◆ Текст:
Фото: Петр Ковалев / ТАСС
— В вашем опроснике 71 пункт. Есть ли люди в интернатах, которые, как космонавты, прошли сквозь 71 пункт успешно?
— Есть. Не только полностью самостоятельные, но и предприимчивые. Я знаю молодого человека, у которого в интернате своя швейная мастерская. И он дееспособность восстанавливать не хочет, хотя ему это было бы несложно сделать. Он говорит: «Пока я недееспособный, я для государства фантом, меня не видно. Мне это очень нравится».
Полностью адаптированных людей в ПНИ мало. Но мы опрашивали и обычных граждан, у многих западает функция обращения за помощью — важнейшая для функционирования в социуме.
Они настолько самостоятельны, что когда спрашиваешь: «Когда вы последний раз обращались за помощью?», не могут вспомнить. И это плохо.
Еще сбоит обращение за медицинской помощью. Особенно у мужчин. Тянут до последнего, до скорой помощи.
71 работающая функция — это полностью самостоятельное проживание, автономия. А с сопровождением может жить любой.
— Как влияет свобода на тех, кто выходит из ПНИ?
— Для многих это счастье. Это всегда очень хорошо видно по постам в их соцсетях, по рассказам. Они преисполняются воодушевлением и гордостью за себя. Они умеют радоваться каким-то мелким вещам, которые мы уже не замечаем. Я встречала одну девочку, ее волонтеры забирали на временное проживание в семью на пике эпидемии. Она купила желтый плащ и пошла погулять с собакой. И она шла как обычная москвичка в желтом плаще и сияла как тысяча солнц.
Полгода назад один центр сопровождаемого проживания вернул в ПНИ девушку. Проблема — алкоголь. Сотрудники сказали, что не могут постоянно следить за ней: она выходит и в город, и к друзьям. Это уважительная причина. И вот за эти полгода не прошло дня, чтобы она не сказала, как мечтает вернуться обратно.
— Когда человек начинает жить на свободе, меняется ли его ресурсность, интеллектуальная в том числе?
— В марте 2020 года мы проводили небольшое исследование. И руководители домов сопровождаемого проживания говорили, что люди буквально «выстреливали», особенно те, которых перевели в ПНИ после совершеннолетия из детских домов-интернатов. У этих детей раньше вообще не было шансов пожить в обычной среде. За полтора года происходят колоссальные изменения — развивается социальный интеллект, эмоциональный. Пласты сдвигаются…
— Стрессовая ситуация — выход из интерната дает человеку новые навыки? Почему? Он выжить хочет?

◆ Задание:
Процитируйте без изменений отрывок из текста: начните со слов «Фото: Петр Ковалев» и остановитесь после слов «функционирования в социуме.».

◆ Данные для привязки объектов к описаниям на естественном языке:
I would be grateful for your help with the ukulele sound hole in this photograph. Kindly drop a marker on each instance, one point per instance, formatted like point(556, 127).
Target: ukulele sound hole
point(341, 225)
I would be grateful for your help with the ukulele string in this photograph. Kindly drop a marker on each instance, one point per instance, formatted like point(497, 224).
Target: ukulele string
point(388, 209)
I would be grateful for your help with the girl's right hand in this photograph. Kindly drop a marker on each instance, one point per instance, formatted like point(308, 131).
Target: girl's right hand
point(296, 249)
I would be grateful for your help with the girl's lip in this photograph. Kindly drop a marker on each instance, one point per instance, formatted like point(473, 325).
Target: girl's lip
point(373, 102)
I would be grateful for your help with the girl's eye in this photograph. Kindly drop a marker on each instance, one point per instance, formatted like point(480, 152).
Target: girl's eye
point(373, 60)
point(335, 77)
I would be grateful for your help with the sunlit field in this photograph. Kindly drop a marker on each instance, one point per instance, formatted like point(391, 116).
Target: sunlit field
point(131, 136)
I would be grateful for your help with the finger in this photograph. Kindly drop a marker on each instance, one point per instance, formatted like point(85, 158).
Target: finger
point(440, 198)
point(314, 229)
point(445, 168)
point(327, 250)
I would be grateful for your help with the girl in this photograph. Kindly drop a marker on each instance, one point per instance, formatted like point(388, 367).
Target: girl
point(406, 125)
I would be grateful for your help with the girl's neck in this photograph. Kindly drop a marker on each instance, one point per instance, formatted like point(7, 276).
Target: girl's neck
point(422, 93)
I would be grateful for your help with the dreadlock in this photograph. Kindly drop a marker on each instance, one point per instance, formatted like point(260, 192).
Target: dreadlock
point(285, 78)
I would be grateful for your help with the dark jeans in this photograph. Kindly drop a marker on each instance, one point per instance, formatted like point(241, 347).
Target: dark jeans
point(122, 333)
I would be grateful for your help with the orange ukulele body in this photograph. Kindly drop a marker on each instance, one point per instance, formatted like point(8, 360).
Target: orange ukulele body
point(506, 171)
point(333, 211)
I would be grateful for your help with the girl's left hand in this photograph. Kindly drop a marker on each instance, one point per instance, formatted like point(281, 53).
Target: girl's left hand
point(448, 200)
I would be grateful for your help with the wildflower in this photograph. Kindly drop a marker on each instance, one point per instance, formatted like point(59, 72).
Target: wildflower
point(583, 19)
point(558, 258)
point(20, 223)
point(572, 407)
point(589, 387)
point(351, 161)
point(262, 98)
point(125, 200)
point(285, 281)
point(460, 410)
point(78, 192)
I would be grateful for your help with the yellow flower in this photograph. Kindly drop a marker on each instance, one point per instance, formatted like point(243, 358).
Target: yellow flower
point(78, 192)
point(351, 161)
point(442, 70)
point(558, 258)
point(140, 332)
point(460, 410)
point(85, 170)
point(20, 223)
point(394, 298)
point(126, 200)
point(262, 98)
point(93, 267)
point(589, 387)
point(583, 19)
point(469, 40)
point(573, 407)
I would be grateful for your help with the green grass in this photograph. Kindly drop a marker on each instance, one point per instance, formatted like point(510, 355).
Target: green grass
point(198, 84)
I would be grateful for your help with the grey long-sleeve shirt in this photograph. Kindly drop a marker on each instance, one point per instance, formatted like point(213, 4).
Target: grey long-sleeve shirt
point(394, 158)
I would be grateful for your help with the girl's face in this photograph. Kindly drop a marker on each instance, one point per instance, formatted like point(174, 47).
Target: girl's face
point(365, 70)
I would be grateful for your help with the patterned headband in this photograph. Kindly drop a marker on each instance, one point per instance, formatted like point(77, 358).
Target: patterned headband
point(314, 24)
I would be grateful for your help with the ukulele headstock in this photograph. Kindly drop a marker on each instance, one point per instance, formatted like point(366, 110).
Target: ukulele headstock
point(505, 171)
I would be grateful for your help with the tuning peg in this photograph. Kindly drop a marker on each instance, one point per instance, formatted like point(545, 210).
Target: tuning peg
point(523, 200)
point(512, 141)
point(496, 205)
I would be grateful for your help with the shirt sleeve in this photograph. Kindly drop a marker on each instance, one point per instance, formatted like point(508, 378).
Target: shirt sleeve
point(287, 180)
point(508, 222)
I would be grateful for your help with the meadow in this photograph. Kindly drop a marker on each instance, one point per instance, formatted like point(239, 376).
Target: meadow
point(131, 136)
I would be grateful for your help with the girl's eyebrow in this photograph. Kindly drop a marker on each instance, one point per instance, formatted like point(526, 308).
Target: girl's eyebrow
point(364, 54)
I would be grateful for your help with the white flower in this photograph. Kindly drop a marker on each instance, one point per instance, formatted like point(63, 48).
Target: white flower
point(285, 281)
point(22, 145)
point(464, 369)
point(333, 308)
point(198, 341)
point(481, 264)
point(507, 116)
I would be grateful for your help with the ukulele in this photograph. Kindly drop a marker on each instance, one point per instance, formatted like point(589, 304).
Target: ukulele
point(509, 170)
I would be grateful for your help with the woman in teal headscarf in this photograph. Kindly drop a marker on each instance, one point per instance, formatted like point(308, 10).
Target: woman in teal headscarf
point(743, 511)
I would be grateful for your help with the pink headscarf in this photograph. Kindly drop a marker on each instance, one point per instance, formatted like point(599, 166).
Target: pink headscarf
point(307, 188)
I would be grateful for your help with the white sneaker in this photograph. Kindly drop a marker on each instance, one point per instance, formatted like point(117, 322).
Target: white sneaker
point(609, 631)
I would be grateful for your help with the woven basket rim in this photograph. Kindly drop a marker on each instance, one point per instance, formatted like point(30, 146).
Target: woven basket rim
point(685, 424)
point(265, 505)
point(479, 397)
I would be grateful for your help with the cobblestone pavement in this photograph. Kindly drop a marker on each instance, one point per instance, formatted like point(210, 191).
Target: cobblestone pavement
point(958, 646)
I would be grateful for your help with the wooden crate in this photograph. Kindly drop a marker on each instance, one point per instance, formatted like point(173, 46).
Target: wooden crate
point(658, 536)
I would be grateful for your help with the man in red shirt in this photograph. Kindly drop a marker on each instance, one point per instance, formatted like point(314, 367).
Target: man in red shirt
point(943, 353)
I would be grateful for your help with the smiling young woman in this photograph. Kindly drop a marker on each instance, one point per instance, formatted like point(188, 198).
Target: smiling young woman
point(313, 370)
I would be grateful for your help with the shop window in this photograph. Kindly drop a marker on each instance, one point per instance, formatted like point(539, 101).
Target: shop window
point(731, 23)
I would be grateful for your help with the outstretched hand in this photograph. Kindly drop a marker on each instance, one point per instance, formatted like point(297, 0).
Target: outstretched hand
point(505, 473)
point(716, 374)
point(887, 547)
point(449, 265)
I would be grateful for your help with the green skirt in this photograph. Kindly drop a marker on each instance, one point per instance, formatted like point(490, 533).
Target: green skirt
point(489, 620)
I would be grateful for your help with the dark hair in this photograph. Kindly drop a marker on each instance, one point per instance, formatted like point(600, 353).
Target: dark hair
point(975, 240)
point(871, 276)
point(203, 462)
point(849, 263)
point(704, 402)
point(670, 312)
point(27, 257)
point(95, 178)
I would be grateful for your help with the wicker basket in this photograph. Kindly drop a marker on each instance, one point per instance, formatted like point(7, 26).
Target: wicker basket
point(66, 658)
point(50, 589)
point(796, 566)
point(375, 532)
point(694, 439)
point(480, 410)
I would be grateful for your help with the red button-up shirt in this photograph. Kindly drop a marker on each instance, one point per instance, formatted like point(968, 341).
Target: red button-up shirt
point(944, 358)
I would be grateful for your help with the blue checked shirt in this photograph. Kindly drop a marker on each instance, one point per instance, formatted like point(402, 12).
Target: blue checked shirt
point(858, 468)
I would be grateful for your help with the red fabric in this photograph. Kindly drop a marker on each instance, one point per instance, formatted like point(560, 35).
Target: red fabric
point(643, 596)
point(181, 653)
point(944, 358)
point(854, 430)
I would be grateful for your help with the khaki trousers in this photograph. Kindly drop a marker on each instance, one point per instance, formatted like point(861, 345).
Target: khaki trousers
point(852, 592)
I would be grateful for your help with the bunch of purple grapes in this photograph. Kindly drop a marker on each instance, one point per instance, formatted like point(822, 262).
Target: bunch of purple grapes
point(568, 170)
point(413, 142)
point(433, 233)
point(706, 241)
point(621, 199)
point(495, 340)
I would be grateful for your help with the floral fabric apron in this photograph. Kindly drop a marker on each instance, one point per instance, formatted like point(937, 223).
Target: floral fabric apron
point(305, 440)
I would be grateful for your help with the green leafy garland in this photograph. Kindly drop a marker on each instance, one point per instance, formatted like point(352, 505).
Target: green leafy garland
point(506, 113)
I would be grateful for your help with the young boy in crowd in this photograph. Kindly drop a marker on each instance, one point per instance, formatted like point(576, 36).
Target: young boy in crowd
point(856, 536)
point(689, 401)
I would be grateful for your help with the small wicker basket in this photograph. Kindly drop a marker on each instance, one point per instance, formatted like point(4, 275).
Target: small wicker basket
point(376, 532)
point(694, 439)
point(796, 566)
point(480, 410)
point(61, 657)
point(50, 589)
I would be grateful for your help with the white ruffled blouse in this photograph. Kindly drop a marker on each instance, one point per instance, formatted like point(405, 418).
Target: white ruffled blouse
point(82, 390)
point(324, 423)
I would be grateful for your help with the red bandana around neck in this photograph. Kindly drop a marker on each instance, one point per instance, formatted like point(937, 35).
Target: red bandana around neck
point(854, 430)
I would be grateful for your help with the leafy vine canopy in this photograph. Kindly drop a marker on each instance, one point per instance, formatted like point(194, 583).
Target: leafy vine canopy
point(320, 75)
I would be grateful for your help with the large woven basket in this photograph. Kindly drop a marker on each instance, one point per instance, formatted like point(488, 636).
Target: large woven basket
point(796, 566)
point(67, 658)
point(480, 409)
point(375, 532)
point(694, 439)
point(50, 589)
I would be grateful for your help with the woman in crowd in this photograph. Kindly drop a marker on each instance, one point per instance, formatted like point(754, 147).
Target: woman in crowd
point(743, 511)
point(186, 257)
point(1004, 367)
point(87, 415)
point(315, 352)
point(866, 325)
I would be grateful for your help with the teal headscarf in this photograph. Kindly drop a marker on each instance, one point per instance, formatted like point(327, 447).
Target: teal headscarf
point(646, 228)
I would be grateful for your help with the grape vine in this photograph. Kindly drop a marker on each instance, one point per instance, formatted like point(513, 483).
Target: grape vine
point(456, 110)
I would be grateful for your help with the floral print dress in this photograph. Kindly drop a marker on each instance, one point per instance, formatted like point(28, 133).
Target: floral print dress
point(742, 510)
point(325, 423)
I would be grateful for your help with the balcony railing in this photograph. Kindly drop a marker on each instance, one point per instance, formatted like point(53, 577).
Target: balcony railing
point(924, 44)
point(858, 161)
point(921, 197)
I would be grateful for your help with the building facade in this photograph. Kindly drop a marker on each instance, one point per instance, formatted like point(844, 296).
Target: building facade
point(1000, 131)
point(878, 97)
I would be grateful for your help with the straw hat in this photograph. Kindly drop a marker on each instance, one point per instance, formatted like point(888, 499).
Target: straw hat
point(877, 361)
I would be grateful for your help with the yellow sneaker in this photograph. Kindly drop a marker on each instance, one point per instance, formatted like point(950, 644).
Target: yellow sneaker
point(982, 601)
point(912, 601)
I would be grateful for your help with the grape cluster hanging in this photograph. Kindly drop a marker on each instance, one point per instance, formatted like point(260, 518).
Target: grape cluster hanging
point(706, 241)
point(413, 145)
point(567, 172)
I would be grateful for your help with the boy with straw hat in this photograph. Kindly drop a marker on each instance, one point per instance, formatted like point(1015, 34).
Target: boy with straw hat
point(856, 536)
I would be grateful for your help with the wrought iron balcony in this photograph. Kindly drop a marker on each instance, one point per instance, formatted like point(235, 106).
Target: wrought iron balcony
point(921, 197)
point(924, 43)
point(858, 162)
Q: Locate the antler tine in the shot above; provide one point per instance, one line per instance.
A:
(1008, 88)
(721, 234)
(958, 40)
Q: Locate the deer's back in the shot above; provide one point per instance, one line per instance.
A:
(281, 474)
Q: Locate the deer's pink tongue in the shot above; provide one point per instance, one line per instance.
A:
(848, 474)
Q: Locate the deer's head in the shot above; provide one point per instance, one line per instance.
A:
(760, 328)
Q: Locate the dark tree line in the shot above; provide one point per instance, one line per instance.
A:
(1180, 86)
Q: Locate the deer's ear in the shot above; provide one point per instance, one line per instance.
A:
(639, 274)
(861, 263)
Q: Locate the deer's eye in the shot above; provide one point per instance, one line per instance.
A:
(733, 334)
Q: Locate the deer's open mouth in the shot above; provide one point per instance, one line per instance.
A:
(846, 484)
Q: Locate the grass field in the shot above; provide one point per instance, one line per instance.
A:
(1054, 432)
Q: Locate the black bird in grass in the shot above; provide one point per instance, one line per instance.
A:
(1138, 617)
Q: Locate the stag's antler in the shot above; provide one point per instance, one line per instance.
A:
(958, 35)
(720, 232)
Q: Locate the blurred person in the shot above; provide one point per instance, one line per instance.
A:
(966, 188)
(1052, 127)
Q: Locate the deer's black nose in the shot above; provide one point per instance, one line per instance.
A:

◆ Разбор решения:
Фото: Петр Ковалев / ТАСС
— В вашем опроснике 71 пункт. Есть ли люди в интернатах, которые, как космонавты, прошли сквозь 71 пункт успешно?
— Есть. Не только полностью самостоятельные, но и предприимчивые. Я знаю молодого человека, у которого в интернате своя швейная мастерская. И он дееспособность восстанавливать не хочет, хотя ему это было бы несложно сделать. Он говорит: «Пока я недееспособный, я для государства фантом, меня не видно. Мне это очень нравится».
Полностью адаптированных людей в ПНИ мало. Но мы опрашивали и обычных граждан, у многих западает функция обращения за помощью — важнейшая для функционирования в социуме.